--- Supplied passage ---
▶

What documents are required to purchase real estate from a developer?

When purchasing real estate from a developer (off-plan) in the UAE, you will need to provide various documents during the transaction process. The exact requirements may vary slightly depending on the specific project and developer, but the following documents are generally required:

Copy of the passport:
A copy of your passport with visa. In case of co-ownership with other investors, copies of their passports are required.
Copy of Visa:
A copy of your UAE visa or residence permit.
Photos:
Color photographs of the applicant are usually required.
Bank Statement:
A statement from your bank account confirming your financial capabilities. Some developers may require proof of financial solvency.
Payment Guarantees:
In some cases, payment guarantees may be required to ensure your ability to pay the cost of the property.
Purchase Application:
A completed application to purchase real estate from the developer.
Power of Attorney:
If you are using a representative to complete a transaction, you may need a Power of Attorney to certify that the representative is authorized to act on your behalf.
Reservation Letter:
If you are reserving a specific unit in a project, written confirmation of your reservation may be required.
Other Documents:
Depending on the specific requirements of the developer, other documents may be required.

It is important to contact the developer directly or lawyers specializing in real estate in the UAE to clarify all requirements and ensure that all procedures are followed.

Purchasing real estate in the UAE involves several stages and requires compliance with certain procedures. Here is a general overview of how the process of buying real estate in the UAE works:

Object Selection:
Determine the type of real estate you are interested in (apartment, house, commercial space, etc.). Select a specific project or object.
Reservation and Conclusion of the Agreement:
After choosing a property, you reserve a unit and enter into a preliminary agreement with the developer. Usually a small deposit is paid at this time.
Collection of Documents:
Prepare the necessary documents, such as copies of your passport, visa, bank statements, and other documents that may be required depending on the requirements of the developer.
Signing the Official Sales and Purchase Agreement:
After a successful reservation, you sign a formal sales contract with the developer. This agreement defines all the terms of the transaction, the cost of the property, payment terms and other important aspects.
Payment of Fees:
In accordance with the terms of the agreement, you begin paying the fees. Typically, payments occur in stages during the construction of the project.
Receiving Title Deed:
Once construction is completed and all required amounts have been paid, you will receive a certificate of ownership known as a Title Deed.
Registration in Ejari:
If you are buying a rental property, register your property in the Ejari system.
Transfer of Keys:
After completion of construction and receipt of the Title Deed, you will be given the keys to your property.
Payment of Taxes and Fees:
You may be required to pay taxes and fees associated with the purchase of real estate.
Property management:
If necessary, start managing your property, such as rentals.

It is important to remember that procedures may vary slightly depending on the developer, region and type of property. Before entering into a transaction, it is recommended to obtain professional advice and familiarize yourself with the terms of the specific contract.

We are ready to offer our clients comprehensive support: from analyzing the needs of a potential buyer to calculating the investment attractiveness of a particular property.

◀

--- Stated exercise ---
Translate this sentence from the guide on buying property from a UAE developer into Spanish: "Once construction is completed and all required amounts have been paid, you will receive a certificate of ownership known as a Title Deed."

A block of data
▶

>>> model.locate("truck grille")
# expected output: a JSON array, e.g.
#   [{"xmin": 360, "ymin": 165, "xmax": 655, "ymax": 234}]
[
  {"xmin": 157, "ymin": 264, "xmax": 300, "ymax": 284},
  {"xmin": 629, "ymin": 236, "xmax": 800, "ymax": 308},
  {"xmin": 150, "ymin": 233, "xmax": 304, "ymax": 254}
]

◀

--- Solution below ---
Una vez finalizada la construcción y pagadas todas las cantidades requeridas, recibirá un certificado de propiedad conocido como Title Deed.